Pull out every line of text from the items below, copying each one word for word, and leave the pictures out of your answer.
────
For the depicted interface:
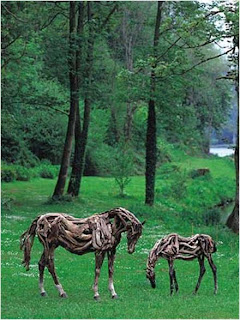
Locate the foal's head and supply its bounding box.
[146,267,156,288]
[127,221,145,253]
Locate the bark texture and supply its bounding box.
[145,1,164,206]
[53,1,79,199]
[67,2,94,197]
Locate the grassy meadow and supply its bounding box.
[1,156,239,319]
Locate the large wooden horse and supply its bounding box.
[146,233,218,295]
[20,208,143,300]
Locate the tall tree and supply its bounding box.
[145,1,164,205]
[67,2,94,196]
[224,3,239,233]
[53,1,80,199]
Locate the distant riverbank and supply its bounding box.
[210,145,234,157]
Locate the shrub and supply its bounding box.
[15,166,31,181]
[203,208,221,226]
[1,164,16,182]
[109,144,133,197]
[1,191,14,210]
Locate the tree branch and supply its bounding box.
[99,3,118,31]
[173,48,233,76]
[2,3,29,23]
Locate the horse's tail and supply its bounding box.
[20,217,39,271]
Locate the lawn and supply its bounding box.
[2,154,239,319]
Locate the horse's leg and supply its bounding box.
[38,252,47,297]
[207,255,218,294]
[108,249,118,299]
[194,255,206,293]
[173,268,178,292]
[93,251,105,300]
[168,259,174,295]
[47,247,67,298]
────
:: Written response ::
For the depicted interface:
Locate the foal's head and supply its bounding box.
[146,267,156,288]
[127,221,145,253]
Locate the bark texture and supply its bounding box.
[145,1,164,206]
[53,1,79,199]
[67,2,94,197]
Locate the grassy meadow and supply its bounding box.
[1,156,239,319]
Locate the large wooden horse and supply its bounding box.
[146,233,218,295]
[20,208,143,300]
Locate the tall tree and supply its bounding box.
[145,1,164,205]
[67,2,94,196]
[224,3,239,233]
[53,1,80,199]
Locate the distant riverbank and supply its bounding box.
[210,145,234,157]
Locate the shrub and supply its bounding box.
[15,166,31,181]
[203,208,221,226]
[1,164,16,182]
[109,144,133,197]
[1,191,14,210]
Locate the tree branch and supply its bounding box.
[99,3,118,31]
[173,48,233,76]
[2,3,29,23]
Locate the horse's tail and supply its bounding box.
[20,217,39,271]
Locate the lawn and supply its bounding box.
[2,154,239,319]
Locate the horse's leg and supply its bounding box.
[38,252,47,297]
[207,255,218,294]
[108,249,118,299]
[194,255,206,293]
[173,268,178,292]
[93,251,105,300]
[168,259,174,295]
[47,247,67,298]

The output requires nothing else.